Texto de apoio
Em 2012 fui aprovada na seleção do doutorado em Educação na Universidade de Brasília (UnB). Durante três anos debrucei-me sobre três temáticas as quais sou apaixonada: o cinema, a morte e o filme A partida. A questão norteadora deste estudo foi compreender como o recurso cinematográfico pode ser utilizado para tratar da temática da morte tendo como instrumento pedagógico no filme A partida de Yôjirô Takita (2008).
O filme A partida narra alguns episódios da vida de Daigo Kobayashi, um violoncelista frustrado da orquestra de Tóquio. Quando a orquestra encerra suas atividades por falta de público, ele e sua esposa, Mika, retornam a sua cidade natal e passam a morar na casa deixada pela mãe, que morreu há dois anos. A cidade traz para Daigo lembranças amargas, especialmente, a dor pelo abandono do pai na infância, de quem nunca mais soube.

O que fazer
Segundo o texto de apoio, por que a orquestra de Tóquio em que Daigo tocava encerra suas atividades?

Dados apresentados
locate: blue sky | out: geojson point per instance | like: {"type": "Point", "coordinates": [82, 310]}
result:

Resposta do exercício
Por falta de público.